Report each line below that carries the word "banner".

### [Stored data]
####

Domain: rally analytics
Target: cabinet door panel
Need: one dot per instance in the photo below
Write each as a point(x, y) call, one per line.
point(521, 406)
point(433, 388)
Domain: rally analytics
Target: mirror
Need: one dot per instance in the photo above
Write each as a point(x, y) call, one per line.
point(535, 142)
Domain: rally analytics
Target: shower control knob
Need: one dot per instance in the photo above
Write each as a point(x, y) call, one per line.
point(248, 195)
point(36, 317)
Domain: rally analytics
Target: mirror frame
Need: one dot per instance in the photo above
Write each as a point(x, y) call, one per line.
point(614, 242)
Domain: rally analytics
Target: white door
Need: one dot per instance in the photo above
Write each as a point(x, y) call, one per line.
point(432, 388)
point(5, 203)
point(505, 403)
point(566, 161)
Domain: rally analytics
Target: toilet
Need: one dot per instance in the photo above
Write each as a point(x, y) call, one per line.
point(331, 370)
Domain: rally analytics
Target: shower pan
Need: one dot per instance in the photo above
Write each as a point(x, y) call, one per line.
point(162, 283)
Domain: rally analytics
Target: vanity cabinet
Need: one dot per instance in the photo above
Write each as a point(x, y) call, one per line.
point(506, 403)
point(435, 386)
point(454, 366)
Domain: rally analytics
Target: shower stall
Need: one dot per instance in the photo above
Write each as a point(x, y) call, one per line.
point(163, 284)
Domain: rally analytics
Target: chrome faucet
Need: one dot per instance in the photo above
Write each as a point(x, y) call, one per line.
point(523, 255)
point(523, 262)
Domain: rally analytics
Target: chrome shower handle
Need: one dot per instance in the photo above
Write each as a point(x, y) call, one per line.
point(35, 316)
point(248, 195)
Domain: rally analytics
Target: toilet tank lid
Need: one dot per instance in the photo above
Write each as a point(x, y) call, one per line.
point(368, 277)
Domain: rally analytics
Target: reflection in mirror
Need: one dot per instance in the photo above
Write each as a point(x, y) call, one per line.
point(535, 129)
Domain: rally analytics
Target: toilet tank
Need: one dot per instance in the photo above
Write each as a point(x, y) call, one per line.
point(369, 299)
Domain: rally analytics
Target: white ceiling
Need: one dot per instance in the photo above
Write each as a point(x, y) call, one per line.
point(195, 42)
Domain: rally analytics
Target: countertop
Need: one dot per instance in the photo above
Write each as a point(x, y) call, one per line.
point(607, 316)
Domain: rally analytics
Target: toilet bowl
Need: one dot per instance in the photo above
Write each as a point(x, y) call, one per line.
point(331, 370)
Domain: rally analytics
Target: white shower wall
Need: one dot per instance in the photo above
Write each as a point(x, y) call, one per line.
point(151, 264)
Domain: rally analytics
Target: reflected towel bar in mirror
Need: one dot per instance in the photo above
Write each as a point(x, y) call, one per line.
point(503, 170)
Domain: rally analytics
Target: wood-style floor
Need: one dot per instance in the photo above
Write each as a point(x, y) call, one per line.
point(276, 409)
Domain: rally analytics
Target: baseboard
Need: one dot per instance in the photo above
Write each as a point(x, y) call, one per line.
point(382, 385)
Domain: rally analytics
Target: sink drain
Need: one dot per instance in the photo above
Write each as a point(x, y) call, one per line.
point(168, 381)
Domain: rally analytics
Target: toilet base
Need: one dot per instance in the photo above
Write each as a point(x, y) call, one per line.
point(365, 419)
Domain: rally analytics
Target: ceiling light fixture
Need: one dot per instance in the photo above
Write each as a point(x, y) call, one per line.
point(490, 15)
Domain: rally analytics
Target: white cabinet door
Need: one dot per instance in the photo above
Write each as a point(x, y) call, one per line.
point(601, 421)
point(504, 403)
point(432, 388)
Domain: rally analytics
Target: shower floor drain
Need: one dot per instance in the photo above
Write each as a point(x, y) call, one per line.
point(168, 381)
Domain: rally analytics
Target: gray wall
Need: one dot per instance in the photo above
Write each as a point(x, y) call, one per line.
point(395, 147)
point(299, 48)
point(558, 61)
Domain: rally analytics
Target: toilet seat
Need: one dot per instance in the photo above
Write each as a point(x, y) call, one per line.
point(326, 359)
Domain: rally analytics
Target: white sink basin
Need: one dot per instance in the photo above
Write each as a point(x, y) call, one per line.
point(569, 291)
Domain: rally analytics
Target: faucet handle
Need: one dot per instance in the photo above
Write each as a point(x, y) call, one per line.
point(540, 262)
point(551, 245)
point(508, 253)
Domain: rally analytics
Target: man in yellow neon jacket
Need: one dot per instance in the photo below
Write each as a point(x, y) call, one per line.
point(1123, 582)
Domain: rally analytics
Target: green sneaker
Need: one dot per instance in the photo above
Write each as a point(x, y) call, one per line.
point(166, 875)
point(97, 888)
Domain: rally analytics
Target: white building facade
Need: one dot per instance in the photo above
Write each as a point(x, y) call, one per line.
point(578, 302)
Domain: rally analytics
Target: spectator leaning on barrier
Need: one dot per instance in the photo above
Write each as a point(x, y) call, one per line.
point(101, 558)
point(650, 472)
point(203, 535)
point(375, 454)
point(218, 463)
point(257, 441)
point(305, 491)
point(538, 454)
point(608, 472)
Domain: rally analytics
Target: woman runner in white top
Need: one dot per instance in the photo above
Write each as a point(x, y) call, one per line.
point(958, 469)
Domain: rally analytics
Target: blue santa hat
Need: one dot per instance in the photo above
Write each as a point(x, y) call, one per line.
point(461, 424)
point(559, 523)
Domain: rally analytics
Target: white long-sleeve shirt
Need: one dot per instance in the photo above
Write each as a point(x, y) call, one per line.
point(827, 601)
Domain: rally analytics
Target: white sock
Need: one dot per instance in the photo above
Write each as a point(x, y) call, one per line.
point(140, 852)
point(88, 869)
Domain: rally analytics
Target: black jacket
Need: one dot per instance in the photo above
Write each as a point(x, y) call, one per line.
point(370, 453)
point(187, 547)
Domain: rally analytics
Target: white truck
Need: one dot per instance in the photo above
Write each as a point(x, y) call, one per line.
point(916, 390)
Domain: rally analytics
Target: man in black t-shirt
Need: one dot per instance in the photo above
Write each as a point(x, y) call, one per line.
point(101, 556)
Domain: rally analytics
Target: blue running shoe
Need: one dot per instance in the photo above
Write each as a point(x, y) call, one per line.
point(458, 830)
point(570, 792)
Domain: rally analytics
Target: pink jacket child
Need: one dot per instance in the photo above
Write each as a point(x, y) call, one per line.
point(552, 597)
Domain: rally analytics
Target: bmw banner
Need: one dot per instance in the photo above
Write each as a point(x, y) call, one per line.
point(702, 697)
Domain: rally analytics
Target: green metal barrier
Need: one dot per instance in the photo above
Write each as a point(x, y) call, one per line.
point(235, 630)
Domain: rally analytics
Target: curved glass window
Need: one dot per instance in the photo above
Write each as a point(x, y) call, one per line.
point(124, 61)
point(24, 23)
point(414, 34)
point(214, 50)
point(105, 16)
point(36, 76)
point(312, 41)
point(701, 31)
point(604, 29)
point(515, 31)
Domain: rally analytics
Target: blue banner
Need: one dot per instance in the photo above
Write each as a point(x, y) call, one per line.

####

### [Response for this exercise]
Target: bmw banner
Target: blue banner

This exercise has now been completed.